Text shown:
● ● ● ● ● ● ●
We’ll take a look at a number of pros and cons of the Waterfall model. But before we do, I first want to cover some of the main high-level advantages and disadvantages to this development process.
The first advantage is that by splitting your project deliveries into different stages, it is easier to maintain control over the development process. This makes it much easier for schedules to be planned out in advance, making the project manager’s life much easier. It’s for this reason I’ve found that experienced project managers tend to favor the Waterfall process. By splitting a project down into the various phases of the Waterfall process, you can easily
departmentalize the delivery of your project, meaning that you can assign different roles to different departments and give them a clear list of deliverables and time scales. If any of these departments can’t deliver on time for various reasons, it’s easier for a project manager to adjust the overall plan.
Unfortunately, in reality I’ve seen a plan adjusted where the implementation phase gets squeezed more and more, which means the development team has less time to deliver a working solution. Shortcuts tend to be taken, and the quality can suffer as a result. It’s normally code-base unit integration testing that gets affected first. The testing teams in the test phase get a solution that contains more problems, which makes their lives very hard. So while
departmentalization is seen as an advantage, it can easily become a disadvantage if another team is late delivering their part of the project.
● ● ● ● ● ● ●
Records from a point labeling set:
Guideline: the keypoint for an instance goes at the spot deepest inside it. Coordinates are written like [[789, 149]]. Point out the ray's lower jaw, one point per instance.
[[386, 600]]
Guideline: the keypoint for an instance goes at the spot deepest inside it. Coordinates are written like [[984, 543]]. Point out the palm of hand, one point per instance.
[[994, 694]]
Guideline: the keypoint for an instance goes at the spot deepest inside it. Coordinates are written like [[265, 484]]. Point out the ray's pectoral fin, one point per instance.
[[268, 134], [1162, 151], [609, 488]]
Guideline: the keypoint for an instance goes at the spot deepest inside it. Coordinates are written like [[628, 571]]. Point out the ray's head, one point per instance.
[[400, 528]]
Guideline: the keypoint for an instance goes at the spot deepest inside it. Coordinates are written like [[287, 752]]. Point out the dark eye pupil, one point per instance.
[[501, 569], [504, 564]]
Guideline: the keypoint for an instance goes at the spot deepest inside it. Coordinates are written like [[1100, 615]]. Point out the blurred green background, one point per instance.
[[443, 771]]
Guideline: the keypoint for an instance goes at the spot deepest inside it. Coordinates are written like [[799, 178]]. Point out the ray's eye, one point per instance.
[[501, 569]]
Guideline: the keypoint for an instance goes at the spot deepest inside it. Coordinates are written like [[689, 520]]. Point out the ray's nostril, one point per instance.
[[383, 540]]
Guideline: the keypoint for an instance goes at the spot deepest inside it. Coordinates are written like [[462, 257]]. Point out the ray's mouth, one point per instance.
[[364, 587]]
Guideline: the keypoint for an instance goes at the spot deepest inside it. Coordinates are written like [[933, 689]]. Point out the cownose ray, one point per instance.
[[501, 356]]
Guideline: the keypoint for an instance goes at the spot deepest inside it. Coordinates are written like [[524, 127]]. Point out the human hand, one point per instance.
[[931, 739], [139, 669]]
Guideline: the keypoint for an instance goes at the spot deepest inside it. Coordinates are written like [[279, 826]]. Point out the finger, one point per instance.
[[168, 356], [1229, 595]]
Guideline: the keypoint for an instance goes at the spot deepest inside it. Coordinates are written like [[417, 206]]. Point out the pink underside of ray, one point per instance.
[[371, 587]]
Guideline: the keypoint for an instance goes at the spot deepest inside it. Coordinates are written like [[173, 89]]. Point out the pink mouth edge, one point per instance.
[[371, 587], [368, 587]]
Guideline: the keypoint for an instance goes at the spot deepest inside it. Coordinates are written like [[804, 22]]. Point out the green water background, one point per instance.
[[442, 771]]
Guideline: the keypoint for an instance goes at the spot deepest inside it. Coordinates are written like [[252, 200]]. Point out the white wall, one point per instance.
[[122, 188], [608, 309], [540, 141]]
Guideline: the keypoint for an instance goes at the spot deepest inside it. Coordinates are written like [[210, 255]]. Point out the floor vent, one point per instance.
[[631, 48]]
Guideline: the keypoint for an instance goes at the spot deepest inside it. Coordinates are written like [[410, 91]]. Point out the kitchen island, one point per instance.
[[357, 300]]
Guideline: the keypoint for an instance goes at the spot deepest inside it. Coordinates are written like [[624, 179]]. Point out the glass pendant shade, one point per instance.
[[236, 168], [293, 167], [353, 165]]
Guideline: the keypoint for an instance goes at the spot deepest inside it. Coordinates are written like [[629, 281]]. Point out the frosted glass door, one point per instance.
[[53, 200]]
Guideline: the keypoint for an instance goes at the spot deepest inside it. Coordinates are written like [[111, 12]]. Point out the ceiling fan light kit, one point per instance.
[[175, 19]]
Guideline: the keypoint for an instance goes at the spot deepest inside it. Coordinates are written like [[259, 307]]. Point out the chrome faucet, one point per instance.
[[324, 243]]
● ● ● ● ● ● ●
Set of tasks:
[a] Rewrite the paragraph of the Waterfall model text that begins "The first advantage is" as a brief bulleted list, keeping its main facts.
[b] Answer these questions from the Waterfall model text:
(i) Who, in the writer's experience, tends to favor the Waterfall process?
(ii) Which phase gets squeezed when the writer has seen a plan adjusted?
(iii) Which kind of testing is normally affected first?
[c] Copy the passage of the Waterfall model text between "We’ll take a" and "this development process.", inclusive.

Expected answers:
[a]
- Splitting project deliveries into stages makes the development process easier to control.
- Schedules can be planned in advance, which makes the project manager's work much easier. For this reason, the writer has found that experienced project managers tend to favor the Waterfall process.
- Dividing a project into phases lets its delivery be departmentalized. Different roles go to different departments, each with a clear list of deliverables and time scales.
- If a department cannot deliver on time, the project manager can adjust the overall plan more easily.

[b]
(i) Experienced project managers.
(ii) The implementation phase.
(iii) Code-base unit integration testing.

[c]
We’ll take a look at a number of pros and cons of the Waterfall model. But before we do, I first want to cover some of the main high-level advantages and disadvantages to this development process.